▶ [REQUIREMENT 1]: Edit the passage of the book review starting at "Physicality is central" and ending at "love for Laith.", and give it back with "weekends" swapped for "summers".
▶ [REQUIREMENT 2]: According to the book review, who stands at the top of Yonatan's family structure?

▶ [SOURCE DOCUMENT]:

╔══

Physicality is central to this book. At first jarring, Yonatan’s gaze is intensely male: there are a lot of breasts straining under sweaters for him to notice. But there are also a lot of male bodies that he sees and touches, and this doubling gaze eventually reveals the queer nature of his narrative. Over successive weekends spent with Nimreen and Laith his mostly romantic relationship with Nimreen becomes intertwined with his equally deep but unconsummated love for Laith.

In some ways every work of Israeli literature is about the Israeli-Palestinian conflict, but some of them, like Sadness is a White Bird, are trying to solve it. It’s quite a goal to set, for any piece of writing. Using love as a way to resolve the conflict, love for all bodies, radical love, queer love, interfaith and interracial, might be as effective a strategy as any. It’s definitely one that appeals to me personally (full disclosure: I’m not Jewish or Arab but I am an Israeli citizen, through marriage to an Israeli Jew and a recipient of all the corresponding privilege that comes with that). Yonatan is a character who is thoroughly subsumed by the institutions in his life and the case against them is strong: we see him in grade school in America, at Zionist sleep away camp, in the army in Israel, and ultimately in jail. But probably the most powerful institution in his life is his family structure with his Palmach-veteran grandfather at the top. The only unstructured relationship he has are the Fridays he spends with the twins. While it’s an approach that risks fetishizing Nimreeen and Laith as liberating Others, and also as erotic objects, Sadness is a White Bird manages to avoid doing either of those things, maybe because it doesn’t entirely rely on the friendship, and more-than friendship, to carry all the burden.

╚══

▶ [STORED DATA]:
╔══

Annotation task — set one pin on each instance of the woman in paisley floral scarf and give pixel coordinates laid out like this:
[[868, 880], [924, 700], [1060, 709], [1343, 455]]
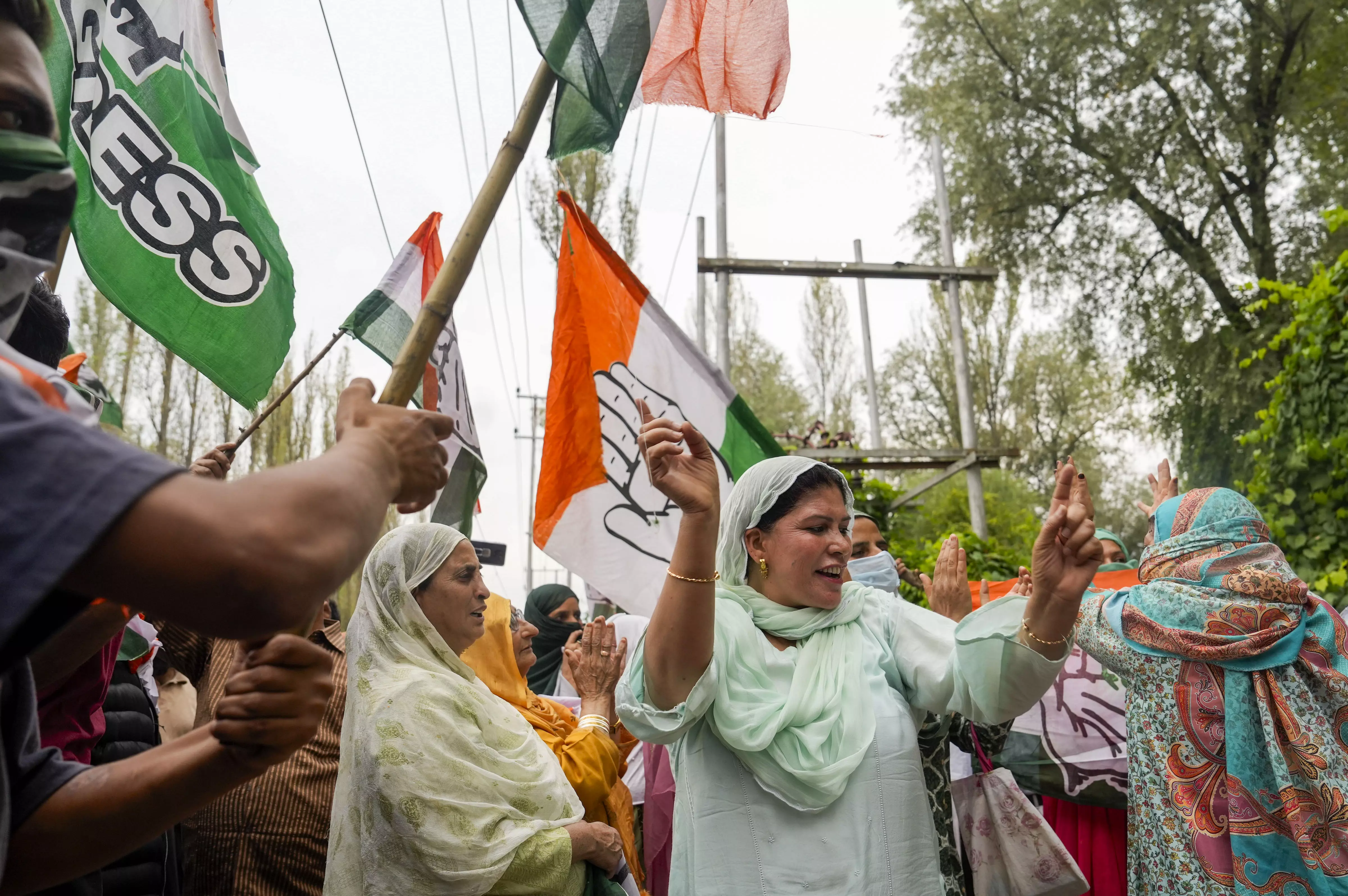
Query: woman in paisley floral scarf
[[1238, 708]]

╚══

▶ [COMPLETE OUTPUT 1]:
Physicality is central to this book. At first jarring, Yonatan’s gaze is intensely male: there are a lot of breasts straining under sweaters for him to notice. But there are also a lot of male bodies that he sees and touches, and this doubling gaze eventually reveals the queer nature of his narrative. Over successive summers spent with Nimreen and Laith his mostly romantic relationship with Nimreen becomes intertwined with his equally deep but unconsummated love for Laith.

▶ [COMPLETE OUTPUT 2]: His grandfather, a Palmach veteran.